[Begin DATASET]
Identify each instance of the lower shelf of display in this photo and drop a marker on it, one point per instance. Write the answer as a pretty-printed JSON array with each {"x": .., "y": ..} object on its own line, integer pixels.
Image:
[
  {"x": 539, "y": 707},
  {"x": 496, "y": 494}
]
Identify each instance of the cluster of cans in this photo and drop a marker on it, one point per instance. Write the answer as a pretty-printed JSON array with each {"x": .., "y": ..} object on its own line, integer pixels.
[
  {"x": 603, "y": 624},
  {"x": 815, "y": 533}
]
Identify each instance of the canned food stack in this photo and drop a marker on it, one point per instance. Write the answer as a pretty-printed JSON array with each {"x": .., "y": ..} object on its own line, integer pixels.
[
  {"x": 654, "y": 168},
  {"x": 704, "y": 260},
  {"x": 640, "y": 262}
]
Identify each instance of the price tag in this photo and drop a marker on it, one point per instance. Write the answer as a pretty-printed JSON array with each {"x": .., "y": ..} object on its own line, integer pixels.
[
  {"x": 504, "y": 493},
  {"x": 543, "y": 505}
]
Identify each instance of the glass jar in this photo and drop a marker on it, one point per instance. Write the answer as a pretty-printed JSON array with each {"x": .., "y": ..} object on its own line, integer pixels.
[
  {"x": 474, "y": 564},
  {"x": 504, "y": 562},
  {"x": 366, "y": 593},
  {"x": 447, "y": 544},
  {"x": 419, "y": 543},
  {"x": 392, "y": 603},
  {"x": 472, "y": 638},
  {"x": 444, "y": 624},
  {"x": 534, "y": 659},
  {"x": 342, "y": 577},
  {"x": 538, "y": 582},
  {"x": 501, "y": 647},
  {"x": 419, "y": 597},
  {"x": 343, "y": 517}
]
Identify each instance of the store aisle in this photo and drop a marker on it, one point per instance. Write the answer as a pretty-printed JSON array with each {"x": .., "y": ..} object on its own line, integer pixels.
[End DATASET]
SHORT TASK: Render every line of the material above as a numbered list, omitting any blank lines.

THE REPLY:
1. Identify each instance of the lower shelf of display in this photo and drop a marker on it, one point per instance. Write the answer as a pretty-printed JSON array with each {"x": .., "y": ..} object on its own line, integer pixels.
2. Image:
3. [
4.   {"x": 539, "y": 707},
5.   {"x": 496, "y": 494}
6. ]
7. Identify each instance of the cluster of cans in this photo and drop a marker on it, one point per instance. Write the answer as a pretty-printed JSON array with each {"x": .., "y": ..} object on its own line, integer pixels.
8. [
9.   {"x": 603, "y": 624},
10.   {"x": 815, "y": 533}
11. ]
12. Identify each instance of the canned food stack in this photo and drop a marker on it, one point per instance. Write the answer as a pretty-printed JSON array with each {"x": .., "y": ..} object on its own line, integer pixels.
13. [
14.   {"x": 654, "y": 168},
15.   {"x": 704, "y": 260},
16.   {"x": 640, "y": 262}
17. ]
18. Identify each instance of the price tag in this photo and drop a marker on it, one point per instance. Write the answer as a pretty-printed JSON array with each {"x": .., "y": ..} object on its own line, integer pixels.
19. [
20.   {"x": 504, "y": 493},
21.   {"x": 543, "y": 505}
22. ]
23. Identify each instance of the glass jar in this photo and drop a marker on it, one point per instance. Write the answer as a pretty-printed JSON array with each {"x": .., "y": ..} object on its own line, integer pixels.
24. [
25.   {"x": 474, "y": 564},
26.   {"x": 504, "y": 562},
27.   {"x": 366, "y": 593},
28.   {"x": 447, "y": 544},
29.   {"x": 419, "y": 543},
30.   {"x": 392, "y": 603},
31.   {"x": 472, "y": 638},
32.   {"x": 444, "y": 624},
33.   {"x": 534, "y": 659},
34.   {"x": 342, "y": 577},
35.   {"x": 538, "y": 582},
36.   {"x": 501, "y": 647},
37.   {"x": 419, "y": 597},
38.   {"x": 343, "y": 517}
39. ]
40. Identify each instance of the store aisle in this photo and drop a marker on it, one point per instance. Write the answer as a pretty-printed JSON array with each {"x": .., "y": ..} object on its own line, integer pixels.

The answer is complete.